[Data items]

○ ○ ○

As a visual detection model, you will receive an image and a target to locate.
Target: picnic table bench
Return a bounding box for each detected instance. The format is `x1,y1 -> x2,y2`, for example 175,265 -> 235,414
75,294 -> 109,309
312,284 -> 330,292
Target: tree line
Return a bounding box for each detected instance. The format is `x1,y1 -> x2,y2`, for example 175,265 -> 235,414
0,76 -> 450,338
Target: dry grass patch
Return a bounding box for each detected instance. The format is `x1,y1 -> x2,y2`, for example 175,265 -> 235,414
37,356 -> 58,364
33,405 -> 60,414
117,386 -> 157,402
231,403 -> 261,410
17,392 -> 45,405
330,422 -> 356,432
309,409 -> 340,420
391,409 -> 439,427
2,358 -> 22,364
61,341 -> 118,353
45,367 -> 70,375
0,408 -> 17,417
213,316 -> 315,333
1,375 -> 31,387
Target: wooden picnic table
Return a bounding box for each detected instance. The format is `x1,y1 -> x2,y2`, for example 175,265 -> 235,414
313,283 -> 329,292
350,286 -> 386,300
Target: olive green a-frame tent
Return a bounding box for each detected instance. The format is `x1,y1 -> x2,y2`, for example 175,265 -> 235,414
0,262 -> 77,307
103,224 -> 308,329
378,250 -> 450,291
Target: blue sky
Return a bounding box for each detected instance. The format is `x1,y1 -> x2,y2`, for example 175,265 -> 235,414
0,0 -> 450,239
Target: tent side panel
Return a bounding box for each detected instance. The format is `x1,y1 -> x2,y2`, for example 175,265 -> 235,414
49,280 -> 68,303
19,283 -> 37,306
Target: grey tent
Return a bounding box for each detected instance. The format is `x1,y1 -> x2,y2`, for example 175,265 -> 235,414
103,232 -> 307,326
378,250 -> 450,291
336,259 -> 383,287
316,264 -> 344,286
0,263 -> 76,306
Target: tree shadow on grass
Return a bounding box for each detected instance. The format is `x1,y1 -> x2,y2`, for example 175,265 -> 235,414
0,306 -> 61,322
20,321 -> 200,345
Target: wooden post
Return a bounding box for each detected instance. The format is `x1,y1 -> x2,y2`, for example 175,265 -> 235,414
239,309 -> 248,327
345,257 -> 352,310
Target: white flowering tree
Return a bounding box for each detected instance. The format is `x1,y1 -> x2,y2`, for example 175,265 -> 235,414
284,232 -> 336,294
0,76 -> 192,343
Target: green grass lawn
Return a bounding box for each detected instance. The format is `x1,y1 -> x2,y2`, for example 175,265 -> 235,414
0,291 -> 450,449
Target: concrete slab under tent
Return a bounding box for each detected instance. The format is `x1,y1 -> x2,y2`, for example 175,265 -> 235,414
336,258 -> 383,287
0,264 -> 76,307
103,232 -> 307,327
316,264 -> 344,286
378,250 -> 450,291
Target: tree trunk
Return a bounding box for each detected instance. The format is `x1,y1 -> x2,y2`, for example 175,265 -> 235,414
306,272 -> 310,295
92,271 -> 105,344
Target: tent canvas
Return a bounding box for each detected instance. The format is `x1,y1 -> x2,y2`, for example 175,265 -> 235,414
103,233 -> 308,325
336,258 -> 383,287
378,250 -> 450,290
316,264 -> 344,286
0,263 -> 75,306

○ ○ ○

**WHAT IS ASKED**
Can you turn the lines of the records above, from the one containing "Target: tree trunk" through the end of the records, both included, into a Markdown table with the columns No. and Line, numbering each row and leaving out blank lines?

**TASK RESPONSE**
| No. | Line |
|---|---|
| 1 | Target: tree trunk |
| 2 | Return a bounding box for each detected instance. The format is `x1,y1 -> x2,y2`, for example 175,265 -> 235,414 |
| 3 | 306,272 -> 310,295 |
| 4 | 92,271 -> 105,344 |
| 5 | Target: tent canvas |
| 6 | Return a bounding box for each detected instance. The format is `x1,y1 -> x2,y2`, for example 175,265 -> 235,414 |
| 7 | 103,233 -> 308,325 |
| 8 | 336,258 -> 383,287 |
| 9 | 378,250 -> 450,290 |
| 10 | 316,264 -> 344,286 |
| 11 | 0,263 -> 75,306 |